**WRITTEN TASK:**
Rewrite every line of the listing below, changing each "segment" to "outline" and leaving everything else as it is.

+++ SUPPLIED MATERIAL +++

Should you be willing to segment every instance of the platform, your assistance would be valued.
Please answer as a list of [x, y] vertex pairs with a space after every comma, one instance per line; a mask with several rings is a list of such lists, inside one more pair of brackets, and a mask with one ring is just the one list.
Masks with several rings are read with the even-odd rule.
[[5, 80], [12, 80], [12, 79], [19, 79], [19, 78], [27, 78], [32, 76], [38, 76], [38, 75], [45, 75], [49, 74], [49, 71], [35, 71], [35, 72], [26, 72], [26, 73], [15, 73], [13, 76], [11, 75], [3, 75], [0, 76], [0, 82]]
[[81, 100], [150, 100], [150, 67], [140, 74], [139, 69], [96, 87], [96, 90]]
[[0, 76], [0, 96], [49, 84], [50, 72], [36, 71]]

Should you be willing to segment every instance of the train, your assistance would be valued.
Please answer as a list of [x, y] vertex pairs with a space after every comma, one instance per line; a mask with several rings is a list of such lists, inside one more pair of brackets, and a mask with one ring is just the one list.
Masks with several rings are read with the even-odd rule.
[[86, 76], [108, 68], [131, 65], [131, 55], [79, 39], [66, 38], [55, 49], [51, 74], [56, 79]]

+++

**RESULT:**
Should you be willing to outline every instance of the platform, your assistance would be valued.
Please answer as a list of [x, y] vertex pairs with a space after every comma, one instance per line; a mask with several rings is a list of such lists, inside one more pair of brackets, and a mask with one ring is just the one list.
Masks with several rings are read with the even-odd rule.
[[5, 80], [12, 80], [12, 79], [19, 79], [19, 78], [27, 78], [32, 76], [38, 76], [38, 75], [45, 75], [49, 74], [49, 71], [35, 71], [35, 72], [26, 72], [26, 73], [15, 73], [13, 76], [11, 75], [3, 75], [0, 76], [0, 82]]
[[81, 100], [150, 100], [150, 67], [140, 74], [139, 69], [96, 87], [96, 90]]
[[0, 76], [0, 96], [49, 84], [50, 72], [36, 71]]

Should you be willing to outline every instance of the train, your assistance would be valued.
Please answer as a list of [x, y] vertex pairs with a space after every comma, one instance per line; a mask with several rings is a list of such lists, inside one more pair of brackets, and a mask with one ring is just the one list.
Masks with several rings are read with the even-odd rule.
[[86, 76], [108, 68], [131, 65], [131, 55], [79, 39], [66, 38], [55, 49], [51, 74], [56, 79]]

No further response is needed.